__SELECTED PASSAGE__:
--- --- ---
And so, my saga of thoughts from the past several weeks continue in this thrilling new post... well, maybe not so thrilling, but they do continue nonetheless.
I was taking a walk around campus and Rogers Park today and decided it would be a great idea to contemplate exactly what I'm doing with all this bioethics and gene therapy research I'm getting myself into. Of course, when I started the goal was to write a little paper for my Health Care Ethics class final, which I did. But apparently, my little work impressed the professor to the extent that she suggested that I submit it to a national bioethics undergraduate symposium thing (she also gave me 100 on the paper, which I am still thrilled about). And so, now I have dedicated a significant amount of my time to this research project, and I'm starting to wonder exactly what I'm going to do with it, or if I even have the time or motivation right now to do anything with it. On the other hand, I think that since I've already put so much time into it, and since I need every edge I can get over the competition in my school and field, I should just keep truckin' away and try to make something out of this piece.
--- --- ---
[Items from a data source]
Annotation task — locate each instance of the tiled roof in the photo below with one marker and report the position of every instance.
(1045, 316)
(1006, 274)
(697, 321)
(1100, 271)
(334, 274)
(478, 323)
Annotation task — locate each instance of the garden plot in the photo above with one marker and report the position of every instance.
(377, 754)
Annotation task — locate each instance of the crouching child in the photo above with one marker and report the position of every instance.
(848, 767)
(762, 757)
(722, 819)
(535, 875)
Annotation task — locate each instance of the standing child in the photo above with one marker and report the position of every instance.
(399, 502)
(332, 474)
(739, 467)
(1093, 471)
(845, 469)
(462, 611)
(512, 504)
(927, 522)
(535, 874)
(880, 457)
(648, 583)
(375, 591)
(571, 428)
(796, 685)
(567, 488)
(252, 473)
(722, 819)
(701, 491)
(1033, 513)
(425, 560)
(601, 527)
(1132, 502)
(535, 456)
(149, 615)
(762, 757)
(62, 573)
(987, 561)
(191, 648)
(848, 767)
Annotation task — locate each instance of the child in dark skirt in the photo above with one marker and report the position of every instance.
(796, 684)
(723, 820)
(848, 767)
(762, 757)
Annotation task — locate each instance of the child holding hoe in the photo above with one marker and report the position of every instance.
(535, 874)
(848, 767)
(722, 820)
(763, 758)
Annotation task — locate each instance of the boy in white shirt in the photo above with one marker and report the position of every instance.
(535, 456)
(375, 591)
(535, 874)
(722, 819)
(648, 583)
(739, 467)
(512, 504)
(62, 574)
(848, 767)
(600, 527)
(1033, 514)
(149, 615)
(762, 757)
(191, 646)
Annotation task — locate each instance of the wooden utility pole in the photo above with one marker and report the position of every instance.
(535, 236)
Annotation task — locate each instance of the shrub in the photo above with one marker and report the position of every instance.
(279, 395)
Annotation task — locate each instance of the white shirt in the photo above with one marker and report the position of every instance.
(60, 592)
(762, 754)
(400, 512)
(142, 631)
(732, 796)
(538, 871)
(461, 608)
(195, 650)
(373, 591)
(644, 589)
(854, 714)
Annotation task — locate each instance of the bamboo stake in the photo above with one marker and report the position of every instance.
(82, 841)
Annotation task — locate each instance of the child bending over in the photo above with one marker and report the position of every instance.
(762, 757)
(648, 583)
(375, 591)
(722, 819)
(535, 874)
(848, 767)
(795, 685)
--- --- ---
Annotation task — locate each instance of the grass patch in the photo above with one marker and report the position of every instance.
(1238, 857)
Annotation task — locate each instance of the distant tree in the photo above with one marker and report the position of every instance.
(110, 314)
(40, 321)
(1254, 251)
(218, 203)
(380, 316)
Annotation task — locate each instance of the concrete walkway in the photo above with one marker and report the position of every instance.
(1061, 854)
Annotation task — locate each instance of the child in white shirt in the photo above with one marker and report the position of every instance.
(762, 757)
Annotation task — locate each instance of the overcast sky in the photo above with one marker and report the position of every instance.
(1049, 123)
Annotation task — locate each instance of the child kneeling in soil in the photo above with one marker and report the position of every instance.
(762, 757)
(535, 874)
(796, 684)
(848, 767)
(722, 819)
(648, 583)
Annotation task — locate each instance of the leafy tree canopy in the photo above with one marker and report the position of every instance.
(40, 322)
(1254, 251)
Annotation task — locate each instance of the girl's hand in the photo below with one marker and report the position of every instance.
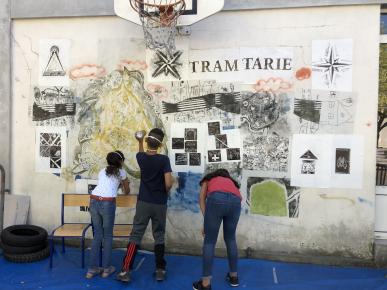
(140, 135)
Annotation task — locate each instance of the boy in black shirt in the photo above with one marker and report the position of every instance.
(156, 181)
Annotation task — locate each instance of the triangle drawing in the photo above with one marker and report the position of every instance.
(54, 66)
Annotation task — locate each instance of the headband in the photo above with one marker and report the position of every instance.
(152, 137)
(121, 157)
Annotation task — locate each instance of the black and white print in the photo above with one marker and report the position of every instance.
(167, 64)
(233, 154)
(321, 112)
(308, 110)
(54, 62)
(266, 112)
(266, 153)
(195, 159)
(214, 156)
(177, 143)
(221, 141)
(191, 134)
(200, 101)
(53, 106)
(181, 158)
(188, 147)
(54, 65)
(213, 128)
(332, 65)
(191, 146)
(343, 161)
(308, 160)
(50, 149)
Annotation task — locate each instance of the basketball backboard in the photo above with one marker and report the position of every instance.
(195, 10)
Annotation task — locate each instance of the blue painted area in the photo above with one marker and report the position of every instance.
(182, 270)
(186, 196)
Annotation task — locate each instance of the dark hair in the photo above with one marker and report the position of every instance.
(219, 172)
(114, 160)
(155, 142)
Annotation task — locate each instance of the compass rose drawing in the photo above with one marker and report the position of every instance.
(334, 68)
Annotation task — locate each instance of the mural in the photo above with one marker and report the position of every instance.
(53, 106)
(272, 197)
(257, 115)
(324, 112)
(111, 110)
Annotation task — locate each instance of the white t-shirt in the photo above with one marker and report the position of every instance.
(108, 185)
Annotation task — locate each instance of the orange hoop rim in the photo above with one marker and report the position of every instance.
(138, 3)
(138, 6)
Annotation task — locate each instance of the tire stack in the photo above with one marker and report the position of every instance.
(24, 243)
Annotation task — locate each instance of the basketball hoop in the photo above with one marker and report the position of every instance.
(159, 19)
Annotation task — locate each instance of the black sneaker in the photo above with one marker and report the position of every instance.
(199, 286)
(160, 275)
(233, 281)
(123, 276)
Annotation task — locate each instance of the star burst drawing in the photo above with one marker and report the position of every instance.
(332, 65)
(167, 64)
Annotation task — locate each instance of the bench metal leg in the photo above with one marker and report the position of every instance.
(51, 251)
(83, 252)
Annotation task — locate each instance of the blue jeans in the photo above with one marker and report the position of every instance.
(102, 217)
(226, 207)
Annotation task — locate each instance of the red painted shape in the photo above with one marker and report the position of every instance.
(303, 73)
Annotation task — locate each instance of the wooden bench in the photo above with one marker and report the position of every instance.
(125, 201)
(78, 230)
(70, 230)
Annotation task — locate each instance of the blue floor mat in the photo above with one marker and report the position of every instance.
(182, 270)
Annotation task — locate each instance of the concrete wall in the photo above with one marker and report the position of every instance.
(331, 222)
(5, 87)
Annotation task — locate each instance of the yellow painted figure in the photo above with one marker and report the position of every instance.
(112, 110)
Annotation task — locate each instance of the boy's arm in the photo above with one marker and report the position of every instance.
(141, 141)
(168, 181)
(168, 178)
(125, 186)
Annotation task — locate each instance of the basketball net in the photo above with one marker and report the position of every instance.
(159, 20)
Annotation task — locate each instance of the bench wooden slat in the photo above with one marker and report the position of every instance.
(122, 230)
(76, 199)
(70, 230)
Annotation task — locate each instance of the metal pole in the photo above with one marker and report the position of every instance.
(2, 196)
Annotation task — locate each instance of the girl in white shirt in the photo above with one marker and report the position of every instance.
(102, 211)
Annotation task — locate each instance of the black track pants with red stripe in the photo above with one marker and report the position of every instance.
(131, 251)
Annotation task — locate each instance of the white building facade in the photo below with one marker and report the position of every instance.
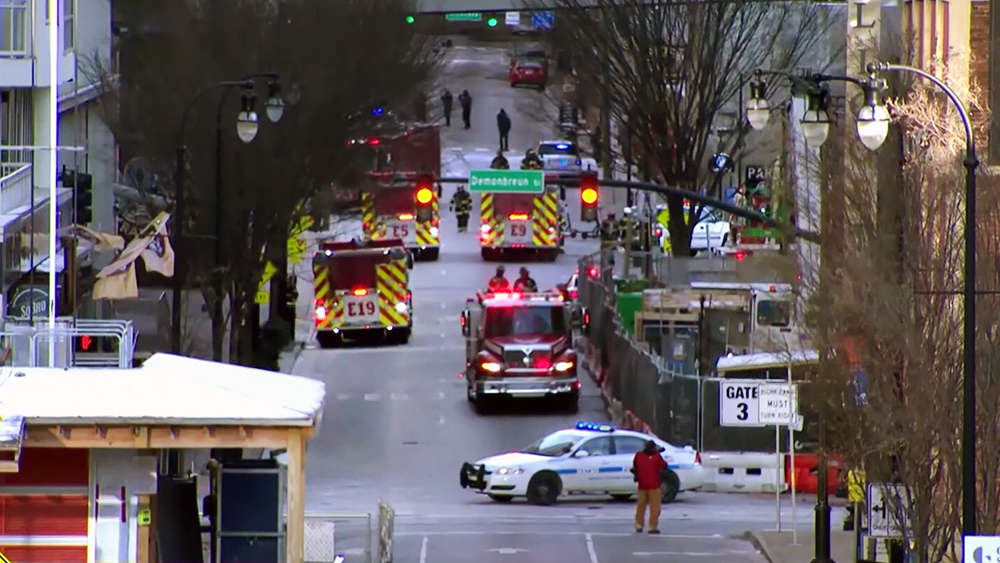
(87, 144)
--- --- ---
__QUESTIONS__:
- a) Answer these questions using the post about the bioethics research project:
(i) Where was the writer walking when deciding to think about the research?
(ii) For which class was the paper first written?
(iii) What score did the professor give the paper?
- b) From the post about the bioethics research project, output the passage starting with "And so, my saga" and going on through "do continue nonetheless.".

__REPLIES__:
- a)
(i) Around campus and Rogers Park
(ii) Health Care Ethics (as the class final)
(iii) 100

- b)
And so, my saga of thoughts from the past several weeks continue in this thrilling new post... well, maybe not so thrilling, but they do continue nonetheless.